> _Opdracht_
Neem de tekst over de harmonisatie van gegevensbescherming binnen het Koninkrijk hieronder alsjeblieft volledig en woord voor woord over.

> _Brontekst_
++++++
Daarnaast zijn verschillende, gezamenlijk uitgewerkte opties voor de harmonisatie van de bescherming van persoonsgegevens tijdens het JVO besproken. Het harmoniseren van de bescherming van persoons-, politiële- en justitiële gegevens heeft onder meer als doel zorg te dragen voor een structurele juridische grondslag voor een bredere deling van deze gegevens tussen Nederland en de Caribische landen van het Koninkrijk.

Nederland heeft in het JVO aangegeven om voor Caribisch Nederland als minimumniveau gegevensbescherming te kiezen voor het niveau van het Dataprotectieverdrag van de Raad van Europa, inclusief de wijzigingen conform het nieuwe Protocol (C108+). Daarnaast is het de inzet van het Kabinet om samen met Aruba, Curaçao en Sint Maarten, toe te werken naar een geharmoniseerd niveau van bescherming persoons-, politiële en justitiële gegevens binnen het Koninkrijk op dat niveau (C108+) en dat te realiseren middels een consensusrijkswet en gemeenschappelijke toezichthouder. Dit komt overeen met de maatregel die in de landspakketten hierover is opgenomen.
++++++
> _Aangeleverde gegevens_

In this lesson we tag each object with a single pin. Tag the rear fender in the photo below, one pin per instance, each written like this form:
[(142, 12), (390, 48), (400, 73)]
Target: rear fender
++++++
> _Antwoord_
Daarnaast zijn verschillende, gezamenlijk uitgewerkte opties voor de harmonisatie van de bescherming van persoonsgegevens tijdens het JVO besproken. Het harmoniseren van de bescherming van persoons-, politiële- en justitiële gegevens heeft onder meer als doel zorg te dragen voor een structurele juridische grondslag voor een bredere deling van deze gegevens tussen Nederland en de Caribische landen van het Koninkrijk.

Nederland heeft in het JVO aangegeven om voor Caribisch Nederland als minimumniveau gegevensbescherming te kiezen voor het niveau van het Dataprotectieverdrag van de Raad van Europa, inclusief de wijzigingen conform het nieuwe Protocol (C108+). Daarnaast is het de inzet van het Kabinet om samen met Aruba, Curaçao en Sint Maarten, toe te werken naar een geharmoniseerd niveau van bescherming persoons-, politiële en justitiële gegevens binnen het Koninkrijk op dat niveau (C108+) en dat te realiseren middels een consensusrijkswet en gemeenschappelijke toezichthouder. Dit komt overeen met de maatregel die in de landspakketten hierover is opgenomen.